Challenge — Copy out the lines below with every "instance" renamed to "object", keeping everything else the same.

-- Start Data in this exercise --

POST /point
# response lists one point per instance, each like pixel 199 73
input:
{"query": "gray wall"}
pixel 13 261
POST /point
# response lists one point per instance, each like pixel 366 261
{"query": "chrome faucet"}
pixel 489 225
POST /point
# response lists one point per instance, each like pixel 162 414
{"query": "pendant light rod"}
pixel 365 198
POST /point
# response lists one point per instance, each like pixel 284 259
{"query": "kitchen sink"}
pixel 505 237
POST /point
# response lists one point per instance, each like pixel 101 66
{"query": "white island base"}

-- End Data in this exercise --

Task result —
POST /point
# response lists one point per object, each like pixel 199 73
input:
{"query": "gray wall"}
pixel 13 261
POST /point
# response lists one point per object, each like pixel 366 261
{"query": "chrome faucet"}
pixel 489 225
POST /point
# response lists one point per object, each like pixel 162 414
{"query": "pendant light rod"}
pixel 365 198
POST /point
# response lists one point per object, each like pixel 284 259
{"query": "kitchen sink"}
pixel 505 237
POST /point
# response lists one point per object, each like pixel 101 66
{"query": "white island base"}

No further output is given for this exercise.